Document text –
Anjalankoski is a former town and municipality of Finland. It had 16 379 inhabitants in 2008. About 4/5 of the people live in the vicinity of the Kymi River. The most densely populated communities are Myllykoski and Inkeroinen. In addition, there is plenty of countryside.

The town's major industry is forestry along the Kymi Riverside. The paper factories Stora Enso Oyj and Myllykoski Paper Oy are the main employers together with the town itself.

Anjalankoski offered plenty of cultural and sport activities, including a football team, MyPa. The Anjala Manor Museum and surroundings is an interesting cultural site.

The municipality was unilingually Finnish.

Anjalankoski was formed in 1975 from the merging of the municipalities of Anjala and Sippola.

Written problem –
Write what comes next in the Anjalankoski text, picking up after its last sentence. The material after this point comes from a separate source.

Data extract –
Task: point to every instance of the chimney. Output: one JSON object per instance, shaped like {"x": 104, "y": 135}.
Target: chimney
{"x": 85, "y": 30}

Output for this exercise –
As of 2009, six municipalities – Kouvola, Kuusankoski, Elimäki, Anjalankoski, Valkeala and Jaala – were consolidated, accounting for the new municipality of Kouvola with a population of over 80,000, being the 10th largest city in Finland.

Near Anjalankoski (at 60° 41′ 32.34″ N, 27° 2′ 47.46″ E), there is 318 meter tall TV mast, which is one of the tallest man-made objects in Finland.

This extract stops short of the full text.